JOBS |
1) Return the passage of the letter to Doc Hammill starting with "I particularly liked" and going on through "these young farmers.", copied word for word.
2) In the letter to Doc Hammill, what does the writer teach new farm apprentices every year?

A Small Farmer’s Journal letter regarding the calm, relaxed, and alert horse.  By Donn Hewes

 

Dear Doc Hammill, 

 

Thanks for your great response to the recent questions about bridles coming off in the SFJ.  Often folks want a simple solution like “tighten that throat latch” and this won’t happen.  If only it were that easy.

 

I particularly liked your comments about our need to teach beginning teamsters about maintaining that constant level of awareness and how important that skill is to our overall safety.  This is something I have been giving a lot of thought to, as every year I teach new farm apprentices the work of a teamster and I take my responsibility for their safety very seriously.  I would like to share some of my recent thoughts on how I go about training these young farmers.

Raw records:
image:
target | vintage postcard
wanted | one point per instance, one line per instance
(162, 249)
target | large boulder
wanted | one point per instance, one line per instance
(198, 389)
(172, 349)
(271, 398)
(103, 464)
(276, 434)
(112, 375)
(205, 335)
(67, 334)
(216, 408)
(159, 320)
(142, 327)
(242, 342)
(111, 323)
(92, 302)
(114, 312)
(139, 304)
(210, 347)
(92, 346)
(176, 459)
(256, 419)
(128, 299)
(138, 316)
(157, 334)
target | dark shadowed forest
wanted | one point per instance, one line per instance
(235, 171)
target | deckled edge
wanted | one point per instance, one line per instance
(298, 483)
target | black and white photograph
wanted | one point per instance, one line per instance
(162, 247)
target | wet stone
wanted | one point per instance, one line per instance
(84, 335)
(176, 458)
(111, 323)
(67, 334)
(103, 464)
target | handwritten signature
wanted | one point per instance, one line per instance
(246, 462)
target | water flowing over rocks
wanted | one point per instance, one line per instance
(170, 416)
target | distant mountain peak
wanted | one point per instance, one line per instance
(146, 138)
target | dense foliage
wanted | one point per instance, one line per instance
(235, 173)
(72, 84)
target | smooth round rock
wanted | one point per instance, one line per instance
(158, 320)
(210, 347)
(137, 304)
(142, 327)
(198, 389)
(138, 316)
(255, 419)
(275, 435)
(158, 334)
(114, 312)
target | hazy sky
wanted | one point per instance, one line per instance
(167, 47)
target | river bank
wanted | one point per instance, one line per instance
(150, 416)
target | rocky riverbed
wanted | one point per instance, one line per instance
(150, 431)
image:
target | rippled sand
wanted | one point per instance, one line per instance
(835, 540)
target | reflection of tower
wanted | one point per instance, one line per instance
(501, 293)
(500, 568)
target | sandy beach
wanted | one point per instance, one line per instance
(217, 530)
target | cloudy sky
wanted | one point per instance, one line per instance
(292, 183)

WRITTEN RESPONSES |
1)
I particularly liked your comments about our need to teach beginning teamsters about maintaining that constant level of awareness and how important that skill is to our overall safety.  This is something I have been giving a lot of thought to, as every year I teach new farm apprentices the work of a teamster and I take my responsibility for their safety very seriously.  I would like to share some of my recent thoughts on how I go about training these young farmers.

2) The work of a teamster.